Records for the task
============================================================
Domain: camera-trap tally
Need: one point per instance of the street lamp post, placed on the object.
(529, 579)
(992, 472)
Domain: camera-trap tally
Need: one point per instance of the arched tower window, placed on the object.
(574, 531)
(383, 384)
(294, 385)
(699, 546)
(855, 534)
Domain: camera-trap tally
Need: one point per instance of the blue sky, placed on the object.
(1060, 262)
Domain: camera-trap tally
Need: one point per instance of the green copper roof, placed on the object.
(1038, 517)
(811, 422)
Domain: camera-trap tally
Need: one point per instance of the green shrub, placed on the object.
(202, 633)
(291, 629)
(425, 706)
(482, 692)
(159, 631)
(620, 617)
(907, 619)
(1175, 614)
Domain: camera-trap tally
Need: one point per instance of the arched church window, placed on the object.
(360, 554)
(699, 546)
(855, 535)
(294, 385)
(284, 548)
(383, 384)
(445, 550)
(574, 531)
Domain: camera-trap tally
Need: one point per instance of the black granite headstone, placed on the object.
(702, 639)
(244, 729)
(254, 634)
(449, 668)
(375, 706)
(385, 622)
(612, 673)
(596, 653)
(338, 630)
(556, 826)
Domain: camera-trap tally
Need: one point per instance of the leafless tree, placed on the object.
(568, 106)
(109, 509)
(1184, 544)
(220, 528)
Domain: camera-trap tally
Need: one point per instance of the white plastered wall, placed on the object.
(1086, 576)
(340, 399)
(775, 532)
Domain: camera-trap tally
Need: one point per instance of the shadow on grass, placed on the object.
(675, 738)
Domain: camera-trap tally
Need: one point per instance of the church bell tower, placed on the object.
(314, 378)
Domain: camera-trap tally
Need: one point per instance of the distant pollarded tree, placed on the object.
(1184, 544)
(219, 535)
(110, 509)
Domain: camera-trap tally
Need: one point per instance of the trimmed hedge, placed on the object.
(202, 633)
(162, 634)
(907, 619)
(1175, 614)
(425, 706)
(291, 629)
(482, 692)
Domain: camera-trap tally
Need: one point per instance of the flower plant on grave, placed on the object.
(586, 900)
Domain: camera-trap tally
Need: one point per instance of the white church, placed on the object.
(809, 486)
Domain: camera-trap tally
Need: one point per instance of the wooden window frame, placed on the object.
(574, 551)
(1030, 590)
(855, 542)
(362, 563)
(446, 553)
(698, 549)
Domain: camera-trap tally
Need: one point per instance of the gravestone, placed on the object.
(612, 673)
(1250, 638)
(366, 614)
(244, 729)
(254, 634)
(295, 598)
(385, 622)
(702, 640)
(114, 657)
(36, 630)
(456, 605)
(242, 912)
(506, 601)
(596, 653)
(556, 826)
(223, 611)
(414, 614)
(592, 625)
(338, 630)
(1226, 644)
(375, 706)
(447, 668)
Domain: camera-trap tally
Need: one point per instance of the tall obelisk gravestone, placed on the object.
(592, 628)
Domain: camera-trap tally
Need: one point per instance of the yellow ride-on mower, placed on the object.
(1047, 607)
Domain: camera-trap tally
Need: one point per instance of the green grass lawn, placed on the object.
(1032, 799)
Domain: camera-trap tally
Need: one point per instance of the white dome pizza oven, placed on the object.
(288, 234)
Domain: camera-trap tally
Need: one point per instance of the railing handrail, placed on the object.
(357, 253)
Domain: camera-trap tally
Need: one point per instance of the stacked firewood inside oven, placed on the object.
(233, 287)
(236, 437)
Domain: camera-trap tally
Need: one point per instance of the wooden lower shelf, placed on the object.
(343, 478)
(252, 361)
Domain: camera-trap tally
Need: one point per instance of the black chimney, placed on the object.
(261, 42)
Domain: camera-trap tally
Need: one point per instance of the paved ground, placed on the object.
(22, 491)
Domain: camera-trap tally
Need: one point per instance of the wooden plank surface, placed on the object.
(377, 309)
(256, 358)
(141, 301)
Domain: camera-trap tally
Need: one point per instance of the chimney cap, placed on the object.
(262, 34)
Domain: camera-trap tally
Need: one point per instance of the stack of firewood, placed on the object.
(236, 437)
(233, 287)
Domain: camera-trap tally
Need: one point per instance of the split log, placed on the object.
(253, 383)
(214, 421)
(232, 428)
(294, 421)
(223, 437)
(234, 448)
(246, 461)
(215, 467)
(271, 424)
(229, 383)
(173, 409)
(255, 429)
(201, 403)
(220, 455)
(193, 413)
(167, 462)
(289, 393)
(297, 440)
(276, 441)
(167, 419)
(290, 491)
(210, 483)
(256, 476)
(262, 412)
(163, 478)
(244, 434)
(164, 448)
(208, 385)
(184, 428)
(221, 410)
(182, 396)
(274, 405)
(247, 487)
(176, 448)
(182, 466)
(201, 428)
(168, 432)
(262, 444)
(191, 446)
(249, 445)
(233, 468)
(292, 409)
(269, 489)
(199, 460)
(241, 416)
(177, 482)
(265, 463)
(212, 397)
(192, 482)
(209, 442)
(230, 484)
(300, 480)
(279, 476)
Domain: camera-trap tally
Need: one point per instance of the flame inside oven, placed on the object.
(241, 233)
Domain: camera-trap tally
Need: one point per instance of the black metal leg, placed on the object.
============================================================
Problem to work on
Every line of the listing must be transcribed exactly.

Reply to the exercise
Domain: camera-trap tally
Need: one point per instance of the street lamp post, placed on the object.
(529, 579)
(992, 472)
Domain: camera-trap tally
Need: one point per instance of the arched tower window, placed on the object.
(574, 531)
(383, 384)
(294, 385)
(699, 546)
(855, 534)
Domain: camera-trap tally
Need: one point per instance of the blue sky, placed on the object.
(1060, 262)
Domain: camera-trap tally
Need: one point per instance of the green copper roof, placed on the object.
(1038, 517)
(811, 422)
Domain: camera-trap tally
Need: one point per instance of the green shrub, placed on the object.
(202, 633)
(291, 629)
(425, 706)
(482, 692)
(159, 631)
(620, 617)
(907, 619)
(1175, 614)
Domain: camera-trap tally
Need: one point per instance of the arched church window, placed on the object.
(360, 554)
(699, 546)
(855, 535)
(294, 385)
(284, 548)
(383, 384)
(445, 550)
(574, 531)
Domain: camera-trap tally
Need: one point per instance of the black granite headstone, placed on the object.
(702, 639)
(244, 729)
(254, 634)
(449, 668)
(375, 706)
(385, 622)
(612, 673)
(596, 653)
(338, 630)
(556, 826)
Domain: camera-trap tally
Need: one point per instance of the leafless tree, placed on the object.
(568, 106)
(109, 509)
(1184, 544)
(220, 528)
Domain: camera-trap tally
Need: one point per instance of the white plastered wall, placed on the object.
(1086, 576)
(340, 399)
(775, 532)
Domain: camera-trap tally
Need: one point per instance of the shadow on grass, placed on the object.
(675, 738)
Domain: camera-trap tally
Need: one point per instance of the church bell tower, placed on the object.
(314, 378)
Domain: camera-trap tally
Need: one point per instance of the distant pollarded tree, placed on the object.
(1184, 544)
(219, 535)
(110, 509)
Domain: camera-trap tally
Need: one point per instance of the trimmed hedge, placed on the object.
(202, 633)
(162, 634)
(907, 619)
(1175, 614)
(425, 706)
(291, 629)
(482, 692)
Domain: camera-trap tally
Need: one point per instance of the flower plant on grave, placed on the object.
(586, 900)
Domain: camera-trap tally
Need: one point per instance of the white church, placed on the object.
(809, 486)
Domain: camera-trap tally
Need: one point per instance of the wooden window frame, placed on the object.
(574, 551)
(1030, 590)
(855, 542)
(362, 563)
(446, 553)
(698, 549)
Domain: camera-trap tally
Need: one point per instance of the gravestone, placed on the object.
(612, 673)
(1250, 638)
(366, 614)
(244, 729)
(254, 634)
(295, 598)
(385, 622)
(702, 640)
(114, 657)
(36, 630)
(456, 605)
(242, 912)
(506, 601)
(596, 653)
(556, 826)
(223, 611)
(414, 614)
(592, 625)
(338, 630)
(1226, 644)
(375, 706)
(447, 668)
Domain: camera-trap tally
Need: one point per instance of the tall obelisk gravestone, placed on the object.
(592, 628)
Domain: camera-trap tally
Need: one point per instance of the yellow ride-on mower, placed on the object.
(1047, 607)
Domain: camera-trap tally
Need: one point per instance of the green grass lawn, placed on the object.
(1032, 799)
Domain: camera-trap tally
Need: one point per instance of the white dome pizza oven, placed on the object.
(288, 234)
Domain: camera-trap tally
Need: one point per instance of the railing handrail, placed on the object.
(357, 253)
Domain: camera-trap tally
Need: one point per instance of the stacked firewood inside oven, placed on the object.
(233, 287)
(236, 437)
Domain: camera-trap tally
Need: one point per instance of the wooden lower shelf, placed on the object.
(343, 478)
(252, 361)
Domain: camera-trap tally
Need: one point per instance of the black chimney, placed on the object.
(261, 42)
Domain: camera-trap tally
Need: one point per instance of the paved ground, placed on the object.
(22, 491)
Domain: camera-trap tally
Need: one point per instance of the wooden plank surface, placed on the object.
(377, 309)
(256, 358)
(141, 301)
Domain: camera-trap tally
Need: one point per instance of the chimney cap, placed on the object.
(262, 34)
Domain: camera-trap tally
Need: one point per instance of the stack of firewood, placed on the object.
(236, 437)
(233, 287)
Domain: camera-trap tally
Need: one point per instance of the split log, placed on the object.
(253, 383)
(214, 421)
(232, 428)
(294, 421)
(223, 437)
(234, 448)
(246, 461)
(215, 467)
(271, 424)
(229, 383)
(173, 409)
(255, 429)
(201, 403)
(220, 455)
(193, 413)
(167, 462)
(289, 393)
(297, 440)
(276, 441)
(167, 419)
(290, 491)
(210, 483)
(256, 476)
(262, 412)
(163, 478)
(244, 434)
(164, 448)
(208, 385)
(184, 428)
(221, 410)
(182, 396)
(274, 405)
(247, 487)
(176, 448)
(182, 466)
(201, 428)
(168, 432)
(262, 444)
(191, 446)
(249, 445)
(233, 468)
(292, 409)
(269, 489)
(199, 460)
(241, 416)
(177, 482)
(265, 463)
(212, 397)
(192, 482)
(209, 442)
(230, 484)
(300, 480)
(279, 476)
Domain: camera-trap tally
Need: one point per instance of the flame inside oven, placed on the object.
(241, 233)
Domain: camera-trap tally
Need: one point per instance of the black metal leg, placed on the object.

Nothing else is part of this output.